**Task goal**
Reproduce the material below verbatim, line for line, with no changes.

**Available records**
---
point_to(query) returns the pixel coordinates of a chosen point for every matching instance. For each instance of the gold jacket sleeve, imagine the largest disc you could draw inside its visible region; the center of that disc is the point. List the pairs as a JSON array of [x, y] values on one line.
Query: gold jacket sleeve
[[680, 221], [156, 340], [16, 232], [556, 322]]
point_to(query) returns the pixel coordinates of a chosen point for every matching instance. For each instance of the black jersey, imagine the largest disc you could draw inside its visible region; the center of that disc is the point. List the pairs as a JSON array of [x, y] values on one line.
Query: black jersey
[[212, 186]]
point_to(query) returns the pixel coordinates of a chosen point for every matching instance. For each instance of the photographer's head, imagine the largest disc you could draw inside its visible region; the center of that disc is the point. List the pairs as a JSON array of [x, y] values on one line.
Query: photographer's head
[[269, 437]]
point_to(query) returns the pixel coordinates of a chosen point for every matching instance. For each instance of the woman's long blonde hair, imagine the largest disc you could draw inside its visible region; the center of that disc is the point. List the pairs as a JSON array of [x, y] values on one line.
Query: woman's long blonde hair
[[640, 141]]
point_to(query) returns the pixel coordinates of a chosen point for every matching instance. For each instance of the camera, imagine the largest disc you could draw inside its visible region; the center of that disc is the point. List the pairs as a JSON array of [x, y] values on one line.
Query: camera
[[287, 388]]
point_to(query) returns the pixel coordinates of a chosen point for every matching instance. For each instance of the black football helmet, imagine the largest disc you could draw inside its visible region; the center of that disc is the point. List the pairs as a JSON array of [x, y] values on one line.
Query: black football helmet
---
**Finished answer**
point_to(query) returns the pixel coordinates of a chosen point for every matching instance. For each instance of the gold jacket sleeve, imagine the largest disc you could draw inside its visible region; the center of that disc is the point. List the pairs as a JSON array of [x, y] values on one line.
Query: gold jacket sleeve
[[680, 221], [156, 340], [16, 232], [556, 322]]
point_to(query) returns the pixel coordinates of a chosen point for every matching instance. For each instance of the black jersey, imagine the largest disc you could draw inside its visible region; the center of that disc is the point. List the pairs as a JSON array of [x, y] values on one line.
Query: black jersey
[[212, 186]]
point_to(query) returns the pixel coordinates of a chosen point for every matching instance. For each instance of the photographer's head, imagine the largest disc you could draw inside its visible region; the center of that disc is the point. List the pairs as a JSON array of [x, y] values on one line.
Query: photographer's head
[[269, 437]]
point_to(query) returns the pixel coordinates of a chosen point for every matching instance. For each instance of the woman's long blonde hair, imagine the largest disc you could draw inside its visible region; the center of that disc is the point. List the pairs as a JSON array of [x, y] values on one line.
Query: woman's long blonde hair
[[640, 141]]
point_to(query) returns the pixel coordinates of a chosen point for every matching instance. For each instance of the camera, imagine the largest disc you could draw inside its visible region; the center of that disc is the point. List the pairs as a JSON array of [x, y] values on one line.
Query: camera
[[287, 388]]
point_to(query) returns the pixel coordinates of a chosen point for every matching instance. For each instance of the black football helmet, imagine the largest disc you could draw inside its visible region; the center of that disc is the point. List the pairs as a JSON array of [x, y] values on one line.
Query: black football helmet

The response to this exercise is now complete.